Instructions to follow: Extract, verbatim, all lines starting at the one containing "Reviewer note: confirm that every instance of the utility" and ending with the final line of the listing, and no others.

◆ ◆ ◆ ◆ ◆ ◆ ◆

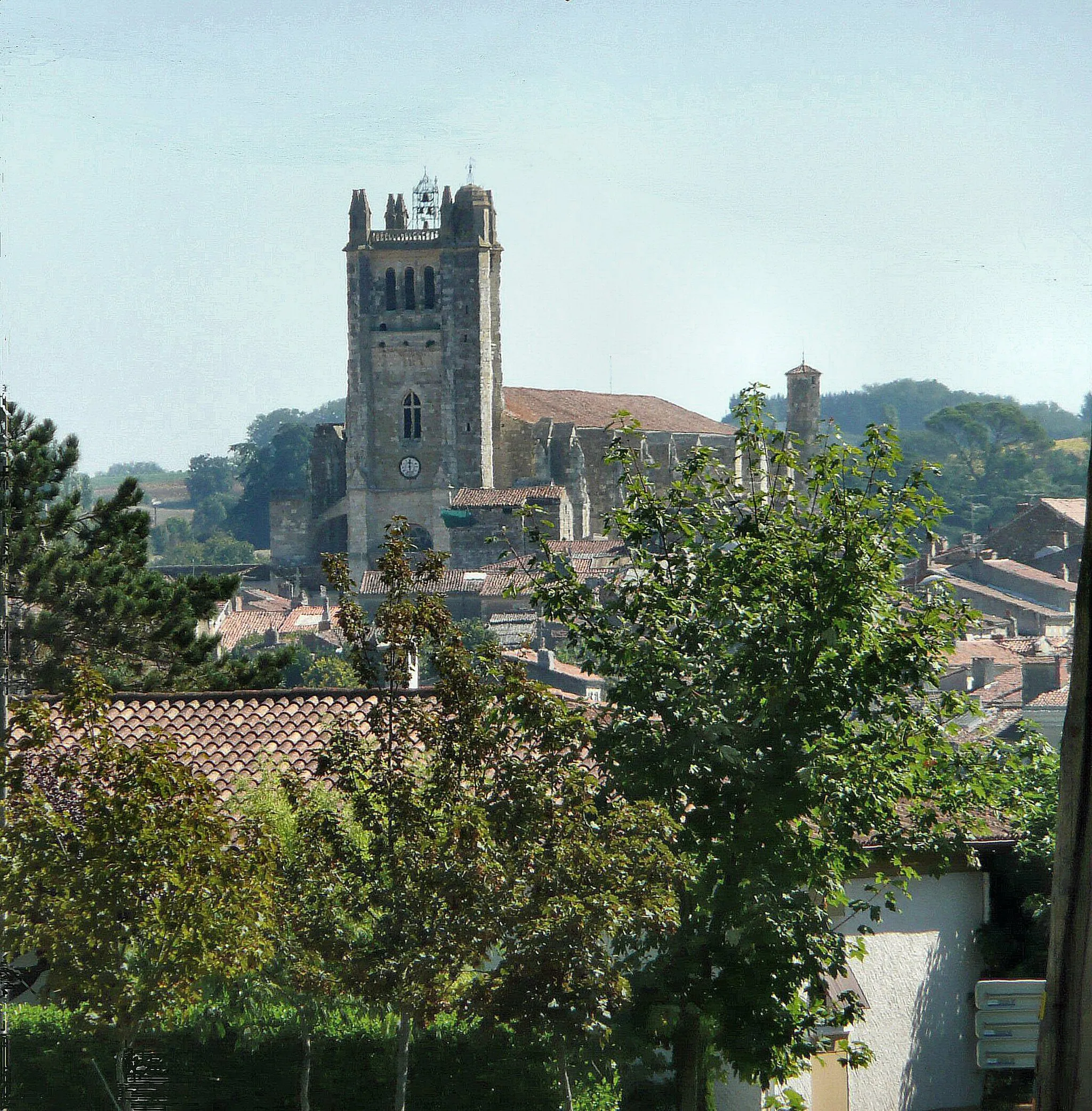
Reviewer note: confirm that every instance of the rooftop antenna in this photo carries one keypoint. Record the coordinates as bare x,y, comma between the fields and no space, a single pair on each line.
6,981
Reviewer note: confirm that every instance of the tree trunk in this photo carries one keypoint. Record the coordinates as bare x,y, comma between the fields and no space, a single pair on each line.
564,1074
403,1059
121,1061
1064,1074
688,1054
306,1075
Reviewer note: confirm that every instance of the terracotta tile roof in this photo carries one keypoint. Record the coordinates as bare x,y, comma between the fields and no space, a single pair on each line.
530,656
1073,509
232,737
1033,575
967,651
595,546
302,621
1059,698
597,410
257,599
970,589
471,498
238,627
451,581
1006,691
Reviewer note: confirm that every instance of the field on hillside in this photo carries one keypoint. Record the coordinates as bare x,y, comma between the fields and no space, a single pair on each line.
168,488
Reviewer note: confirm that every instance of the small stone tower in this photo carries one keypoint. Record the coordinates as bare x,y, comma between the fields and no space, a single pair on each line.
802,409
423,404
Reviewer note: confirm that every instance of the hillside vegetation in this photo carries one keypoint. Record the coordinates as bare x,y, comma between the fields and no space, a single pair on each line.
992,453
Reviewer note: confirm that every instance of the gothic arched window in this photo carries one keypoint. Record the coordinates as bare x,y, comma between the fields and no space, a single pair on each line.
411,417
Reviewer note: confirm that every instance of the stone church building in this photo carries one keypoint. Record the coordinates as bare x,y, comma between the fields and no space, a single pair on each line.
429,421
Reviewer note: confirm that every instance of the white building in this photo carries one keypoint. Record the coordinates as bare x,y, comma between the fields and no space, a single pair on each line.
919,980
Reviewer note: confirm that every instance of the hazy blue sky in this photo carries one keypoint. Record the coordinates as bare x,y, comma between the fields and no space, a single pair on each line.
695,191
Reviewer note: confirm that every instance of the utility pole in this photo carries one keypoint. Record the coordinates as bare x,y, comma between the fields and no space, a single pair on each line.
5,695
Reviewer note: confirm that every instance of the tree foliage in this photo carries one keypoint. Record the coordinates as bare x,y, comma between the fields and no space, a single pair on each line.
771,688
477,827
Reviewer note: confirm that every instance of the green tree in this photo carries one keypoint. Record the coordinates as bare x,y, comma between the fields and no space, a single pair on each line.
119,865
322,914
284,466
771,689
479,829
79,581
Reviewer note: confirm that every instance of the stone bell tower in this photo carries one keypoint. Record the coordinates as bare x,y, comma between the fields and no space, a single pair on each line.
423,405
802,409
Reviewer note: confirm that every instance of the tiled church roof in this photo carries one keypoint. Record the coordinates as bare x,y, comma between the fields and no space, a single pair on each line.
597,410
473,497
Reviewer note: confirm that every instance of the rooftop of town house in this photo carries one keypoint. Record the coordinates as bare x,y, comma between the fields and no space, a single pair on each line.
586,409
1051,699
1018,570
299,621
451,581
1073,509
505,498
234,737
975,588
530,656
1003,693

◆ ◆ ◆ ◆ ◆ ◆ ◆

In response:
Reviewer note: confirm that every instance of the utility pole in this photo carries one keypoint. Record the coordinates as bare x,y, comma between the fields and no space, a single pair on each line.
5,695
Reviewer note: confirm that every instance of the tree foliage in this photo carries one keypoint. Record the coordinates as bare x,y, comma between the fields and no space, a single pair on each line.
771,688
477,827
Reviewer note: confirm that every instance of the green tree in this photo carries one keypoint. Record the coordinates as bare x,y, comma between the fields and no space, a single pair on each line.
119,865
322,914
284,466
771,689
479,829
79,581
Reviewer note: confirm that every instance of the stone bell tower in this photo carries one keypoint. Record the coordinates as bare x,y, comma between the fields and no space, a single pair on each line.
423,405
802,409
Reviewer note: confirm that every instance of the tiled church roof in this photo carries one keypoint. Record the coordinates as bare x,y, comma between the fields and no space, a single pair on each line.
597,410
473,497
Reviewer note: confirm that every instance of the rooftop of town house in this photo carries one keypoint. Record the coordinates as bare x,y, comma between the fields and no space, a single pair on each line.
586,409
1051,699
1018,570
299,621
451,581
1073,509
505,498
234,737
975,588
530,656
1003,693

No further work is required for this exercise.